[GIVEN PASSAGE — start]
Periodic Reporting for period 1 - EPIC (Unravelling the eukaryotic post-transcriptional regulatory code)
Période du rapport: 2024-07-01 au 2025-12-31
EPIC aims to derive the first comprehensive sequence-based model of eukaryotic gene regulation by exploiting the advantages of the model eukaryote Saccharomyces cerevisiae and other species, covering a broad evolutionary range. EPIC will accomplish this by integrating the complementary expertise of 3 teams: it will combine (i) innovative high-throughput omics assays to probe post-transcriptional regulation across a large evolutionary scale and multiple conditions with (ii) synthetic biology to massively test and quantify the effects of regulatory sequences through iterative designs of reporter assays and (iii) deep learning on these rich datasets. This will allow EPIC to build novel computational models that will help us to predict and understand complex regulatory instructions.
Ultimately, EPIC will enable us to decipher the actual language of gene regulation and facilitate (re)writing genomes. Doing so, EPIC will enable understanding and predicting regulation, and ultimately phenotype, from DNA, closing a major gap in basic biology, while also opening exciting avenues for applications in biotechnology and medicine, from pinpointing disease-causing mutations to rational design of genes, RNAs and cells.
Second, we determined mRNA boundaries in the eukaryotic model organism Saccharomyces cerevisiae in 10 conditions. We developed a high-throughput experimental protocol to determine transcription start site (determining 5’UTR) and polyadenlylation site (determining 3’ UTR) of mRNA. The latter is important since it allows to capture the boundaries of each mRNA molecule.
Third, this data will be used to design and set up dedicated MPRA (multiple parallel reporter assays) experiments. MPRAs are synthetic reporter assays that allow testing the effect of specific sequences in a fixed context, and this for millions of sequences in parallel. Specifically, we have already designed MPRAs to investigate the effect of natural and randomized 5’ and 3’ UTRs of S. cerevisiae.
Fourth, using publicly available data, we have developed and optimized several models and frameworks to better model the regulatory code. Concretely, we have (1) implemented nucleotide dependency maps (how nucleotide substitutions at one genomic position affect the probabilities of nucleotides at other positions) in genomic language models. This, for example, allows the identification of regulatory elements, such as RNA-binding protein binding sites. (2) developed and improved models that predict gene expression and chromatin accessibility from sequence (so-called Flashzoi and Scooby frameworks).
Examples of impact include:
1. new insights into post-transcriptional regulation, including key insights on the role of UTRs for gene expression regulation.
2. a unique resource for the scientific community. Our unique, extremely large datasets will provide an unmatched resource to study gene regulation evolution, including how fast gene expression evolves and at which level (transcription, degradation, translation).
3. new high-throughput experimental methods to investigate different aspects of post-transcriptional regulation.
Ultimately, the results of this project will allow us to move from reading (sequencing) and (re)writing (synthetic biology) genomes to deciphering the actual language of gene regulation, a long-standing goal in biology and a door towards optimized cellular engineering strategies.
[GIVEN PASSAGE — finish]
[DATA SECTION — start]
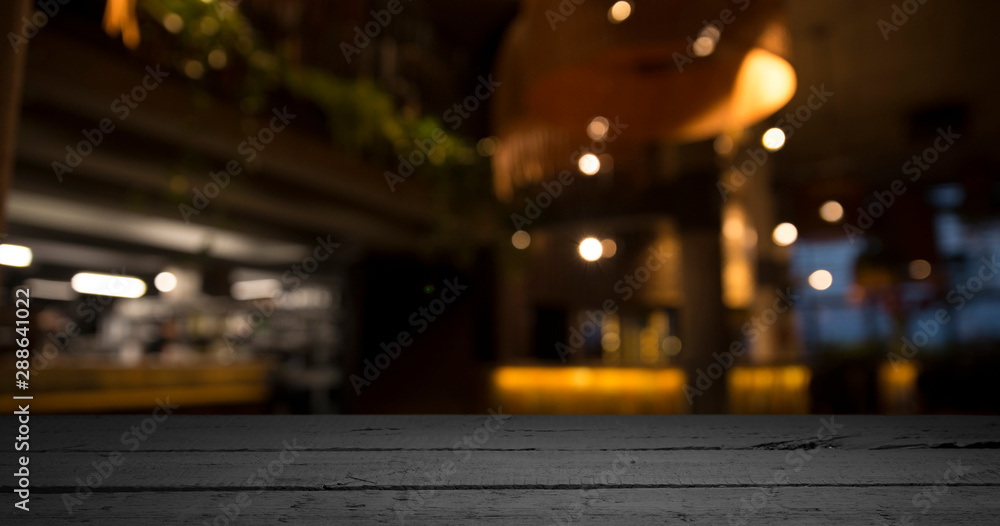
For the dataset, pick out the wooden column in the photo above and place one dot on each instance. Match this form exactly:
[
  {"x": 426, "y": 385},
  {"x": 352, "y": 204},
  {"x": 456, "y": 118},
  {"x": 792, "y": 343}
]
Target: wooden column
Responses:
[{"x": 12, "y": 74}]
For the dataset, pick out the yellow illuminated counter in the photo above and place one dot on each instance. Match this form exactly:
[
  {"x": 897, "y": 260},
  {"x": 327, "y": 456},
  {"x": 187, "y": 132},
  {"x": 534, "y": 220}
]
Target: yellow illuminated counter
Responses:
[
  {"x": 590, "y": 390},
  {"x": 95, "y": 385}
]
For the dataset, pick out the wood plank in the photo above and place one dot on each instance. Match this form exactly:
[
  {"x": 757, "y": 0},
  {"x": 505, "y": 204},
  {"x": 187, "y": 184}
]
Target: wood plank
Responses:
[
  {"x": 963, "y": 506},
  {"x": 395, "y": 470},
  {"x": 519, "y": 432}
]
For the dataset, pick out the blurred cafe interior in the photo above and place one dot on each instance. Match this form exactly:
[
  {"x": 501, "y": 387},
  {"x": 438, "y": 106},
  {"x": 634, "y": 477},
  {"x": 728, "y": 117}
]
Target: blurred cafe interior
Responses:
[{"x": 548, "y": 206}]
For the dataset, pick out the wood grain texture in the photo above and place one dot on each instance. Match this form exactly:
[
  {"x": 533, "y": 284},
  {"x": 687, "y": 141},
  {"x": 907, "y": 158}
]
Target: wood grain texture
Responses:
[{"x": 513, "y": 470}]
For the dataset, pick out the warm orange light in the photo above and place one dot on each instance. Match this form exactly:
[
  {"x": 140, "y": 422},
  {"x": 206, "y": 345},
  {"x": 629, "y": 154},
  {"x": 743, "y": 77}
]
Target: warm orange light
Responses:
[
  {"x": 763, "y": 389},
  {"x": 590, "y": 389}
]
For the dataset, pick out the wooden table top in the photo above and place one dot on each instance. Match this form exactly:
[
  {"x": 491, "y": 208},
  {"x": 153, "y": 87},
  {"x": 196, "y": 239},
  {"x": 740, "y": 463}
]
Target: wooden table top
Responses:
[{"x": 501, "y": 469}]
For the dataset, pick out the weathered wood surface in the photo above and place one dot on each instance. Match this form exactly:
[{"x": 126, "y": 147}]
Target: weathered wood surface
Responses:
[{"x": 516, "y": 470}]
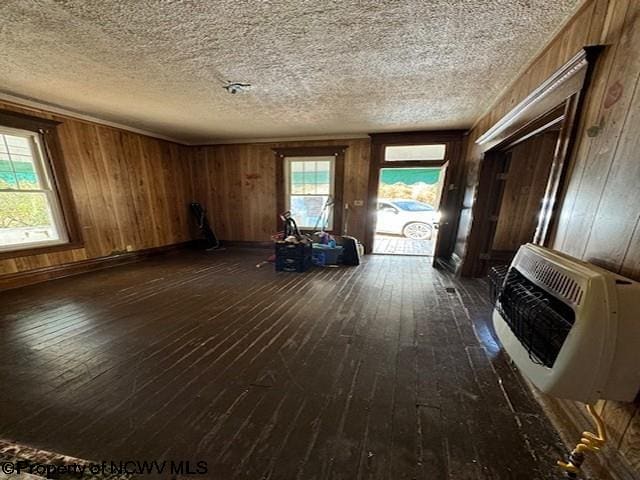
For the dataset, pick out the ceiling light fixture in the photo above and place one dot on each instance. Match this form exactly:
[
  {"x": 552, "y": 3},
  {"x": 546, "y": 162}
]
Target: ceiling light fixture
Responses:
[{"x": 237, "y": 87}]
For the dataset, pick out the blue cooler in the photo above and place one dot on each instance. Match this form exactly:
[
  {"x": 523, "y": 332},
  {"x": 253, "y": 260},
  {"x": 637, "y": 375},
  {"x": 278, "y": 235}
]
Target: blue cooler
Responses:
[{"x": 331, "y": 254}]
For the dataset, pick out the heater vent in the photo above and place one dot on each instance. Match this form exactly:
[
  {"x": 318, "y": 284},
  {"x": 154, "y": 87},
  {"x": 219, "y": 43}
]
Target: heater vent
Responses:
[
  {"x": 572, "y": 328},
  {"x": 538, "y": 320},
  {"x": 552, "y": 279}
]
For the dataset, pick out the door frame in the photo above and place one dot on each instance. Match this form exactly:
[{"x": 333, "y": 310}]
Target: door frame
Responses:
[
  {"x": 452, "y": 139},
  {"x": 557, "y": 99}
]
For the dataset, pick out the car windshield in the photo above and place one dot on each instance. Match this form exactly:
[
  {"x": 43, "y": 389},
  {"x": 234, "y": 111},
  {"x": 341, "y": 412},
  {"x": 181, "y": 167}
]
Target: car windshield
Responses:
[{"x": 413, "y": 206}]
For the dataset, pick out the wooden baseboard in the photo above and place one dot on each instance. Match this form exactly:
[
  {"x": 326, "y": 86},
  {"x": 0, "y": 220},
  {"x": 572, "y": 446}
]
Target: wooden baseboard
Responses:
[{"x": 38, "y": 275}]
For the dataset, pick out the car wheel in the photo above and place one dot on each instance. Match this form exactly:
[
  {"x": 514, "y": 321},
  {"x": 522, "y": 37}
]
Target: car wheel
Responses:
[{"x": 417, "y": 231}]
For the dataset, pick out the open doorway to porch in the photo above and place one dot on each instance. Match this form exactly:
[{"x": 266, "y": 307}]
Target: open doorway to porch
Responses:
[{"x": 407, "y": 216}]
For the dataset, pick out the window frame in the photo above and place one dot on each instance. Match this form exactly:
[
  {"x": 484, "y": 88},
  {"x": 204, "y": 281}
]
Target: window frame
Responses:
[
  {"x": 47, "y": 187},
  {"x": 423, "y": 144},
  {"x": 50, "y": 156},
  {"x": 338, "y": 152},
  {"x": 288, "y": 161}
]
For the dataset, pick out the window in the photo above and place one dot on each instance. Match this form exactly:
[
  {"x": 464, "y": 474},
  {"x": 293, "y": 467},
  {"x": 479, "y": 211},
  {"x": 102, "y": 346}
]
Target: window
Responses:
[
  {"x": 414, "y": 153},
  {"x": 30, "y": 214},
  {"x": 310, "y": 189}
]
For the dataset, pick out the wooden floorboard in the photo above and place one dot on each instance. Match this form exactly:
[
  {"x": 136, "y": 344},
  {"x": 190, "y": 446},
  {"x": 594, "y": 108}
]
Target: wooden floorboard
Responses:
[{"x": 388, "y": 370}]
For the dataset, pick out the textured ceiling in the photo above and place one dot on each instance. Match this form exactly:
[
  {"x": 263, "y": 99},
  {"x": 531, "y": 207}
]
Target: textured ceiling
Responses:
[{"x": 318, "y": 67}]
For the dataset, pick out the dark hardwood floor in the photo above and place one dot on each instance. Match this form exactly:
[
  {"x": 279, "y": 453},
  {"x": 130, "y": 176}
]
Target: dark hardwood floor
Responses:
[{"x": 384, "y": 371}]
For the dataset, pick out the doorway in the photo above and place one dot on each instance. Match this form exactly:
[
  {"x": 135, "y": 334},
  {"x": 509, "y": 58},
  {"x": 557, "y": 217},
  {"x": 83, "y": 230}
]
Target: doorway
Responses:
[
  {"x": 407, "y": 211},
  {"x": 519, "y": 183}
]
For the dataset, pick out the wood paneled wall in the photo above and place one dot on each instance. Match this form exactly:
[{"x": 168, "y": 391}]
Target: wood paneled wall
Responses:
[
  {"x": 237, "y": 184},
  {"x": 130, "y": 192},
  {"x": 599, "y": 218},
  {"x": 529, "y": 168}
]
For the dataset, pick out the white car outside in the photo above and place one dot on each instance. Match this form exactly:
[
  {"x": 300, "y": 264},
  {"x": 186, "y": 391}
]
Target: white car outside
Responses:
[{"x": 411, "y": 218}]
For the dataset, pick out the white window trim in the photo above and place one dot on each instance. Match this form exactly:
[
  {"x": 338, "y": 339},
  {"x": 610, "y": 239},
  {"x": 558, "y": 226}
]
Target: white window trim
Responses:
[
  {"x": 43, "y": 170},
  {"x": 332, "y": 184}
]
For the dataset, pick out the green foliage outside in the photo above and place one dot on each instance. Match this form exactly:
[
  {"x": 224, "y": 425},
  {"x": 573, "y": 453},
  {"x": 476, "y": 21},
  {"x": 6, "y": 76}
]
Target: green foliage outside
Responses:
[
  {"x": 21, "y": 209},
  {"x": 421, "y": 192}
]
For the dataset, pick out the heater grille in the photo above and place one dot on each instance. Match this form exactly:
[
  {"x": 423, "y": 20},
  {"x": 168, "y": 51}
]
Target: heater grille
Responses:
[
  {"x": 539, "y": 320},
  {"x": 554, "y": 280}
]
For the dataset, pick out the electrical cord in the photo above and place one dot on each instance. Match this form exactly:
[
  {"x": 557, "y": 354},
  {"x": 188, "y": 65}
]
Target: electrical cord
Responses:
[{"x": 590, "y": 442}]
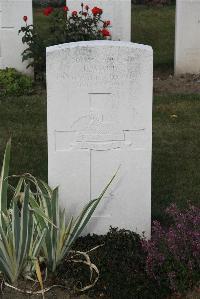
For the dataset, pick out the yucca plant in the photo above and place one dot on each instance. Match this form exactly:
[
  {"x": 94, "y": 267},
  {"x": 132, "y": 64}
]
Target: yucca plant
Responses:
[
  {"x": 60, "y": 235},
  {"x": 20, "y": 241}
]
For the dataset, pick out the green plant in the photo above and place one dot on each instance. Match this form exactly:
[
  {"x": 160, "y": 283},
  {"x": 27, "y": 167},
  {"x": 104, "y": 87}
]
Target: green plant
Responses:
[
  {"x": 60, "y": 235},
  {"x": 20, "y": 242},
  {"x": 34, "y": 227},
  {"x": 64, "y": 27},
  {"x": 14, "y": 83}
]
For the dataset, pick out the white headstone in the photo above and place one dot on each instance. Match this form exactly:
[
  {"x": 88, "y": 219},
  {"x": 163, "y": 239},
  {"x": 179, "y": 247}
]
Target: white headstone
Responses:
[
  {"x": 100, "y": 117},
  {"x": 11, "y": 20},
  {"x": 187, "y": 48},
  {"x": 117, "y": 11}
]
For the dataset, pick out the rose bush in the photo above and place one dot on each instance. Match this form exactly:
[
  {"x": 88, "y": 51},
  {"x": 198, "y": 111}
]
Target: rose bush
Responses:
[{"x": 65, "y": 26}]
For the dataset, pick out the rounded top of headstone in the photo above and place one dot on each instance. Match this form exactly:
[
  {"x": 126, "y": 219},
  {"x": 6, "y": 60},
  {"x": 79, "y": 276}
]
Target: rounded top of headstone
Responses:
[{"x": 98, "y": 43}]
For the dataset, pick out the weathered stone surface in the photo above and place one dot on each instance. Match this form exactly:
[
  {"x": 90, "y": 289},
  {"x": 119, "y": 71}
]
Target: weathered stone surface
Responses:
[
  {"x": 11, "y": 20},
  {"x": 187, "y": 49},
  {"x": 100, "y": 117},
  {"x": 117, "y": 11}
]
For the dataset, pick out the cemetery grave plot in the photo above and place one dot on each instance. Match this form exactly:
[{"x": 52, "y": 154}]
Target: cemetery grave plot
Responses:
[
  {"x": 118, "y": 12},
  {"x": 104, "y": 122},
  {"x": 11, "y": 20}
]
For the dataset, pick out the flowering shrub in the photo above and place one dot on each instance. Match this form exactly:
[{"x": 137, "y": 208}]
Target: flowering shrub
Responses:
[
  {"x": 173, "y": 254},
  {"x": 65, "y": 27}
]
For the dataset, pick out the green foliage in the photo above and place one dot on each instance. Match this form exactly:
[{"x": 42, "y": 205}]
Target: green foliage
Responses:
[
  {"x": 14, "y": 83},
  {"x": 63, "y": 27},
  {"x": 20, "y": 242},
  {"x": 121, "y": 261},
  {"x": 60, "y": 235}
]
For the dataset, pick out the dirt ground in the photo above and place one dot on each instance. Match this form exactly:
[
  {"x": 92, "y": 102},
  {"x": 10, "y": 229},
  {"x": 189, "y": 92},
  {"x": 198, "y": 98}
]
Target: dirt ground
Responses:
[{"x": 170, "y": 84}]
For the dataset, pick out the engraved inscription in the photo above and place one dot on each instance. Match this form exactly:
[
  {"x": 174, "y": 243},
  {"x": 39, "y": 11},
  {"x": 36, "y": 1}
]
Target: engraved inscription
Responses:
[{"x": 99, "y": 130}]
[DATA SECTION — finish]
SET OF TASKS
A – Retype a section of the EPIC project report, starting with the words "3. new high-throughput" and ending after the words "cellular engineering strategies.".
B – Answer these questions from the EPIC project report:
(i) How many teams does EPIC integrate?
(ii) In how many conditions were mRNA boundaries determined in Saccharomyces cerevisiae?
(iii) What are the names of the frameworks that predict gene expression and chromatin accessibility from sequence?

ANSWERS BELOW
A –
3. new high-throughput experimental methods to investigate different aspects of post-transcriptional regulation.
Ultimately, the results of this project will allow us to move from reading (sequencing) and (re)writing (synthetic biology) genomes to deciphering the actual language of gene regulation, a long-standing goal in biology and a door towards optimized cellular engineering strategies.

B –
(i) Three teams.
(ii) 10 conditions.
(iii) Flashzoi and Scooby.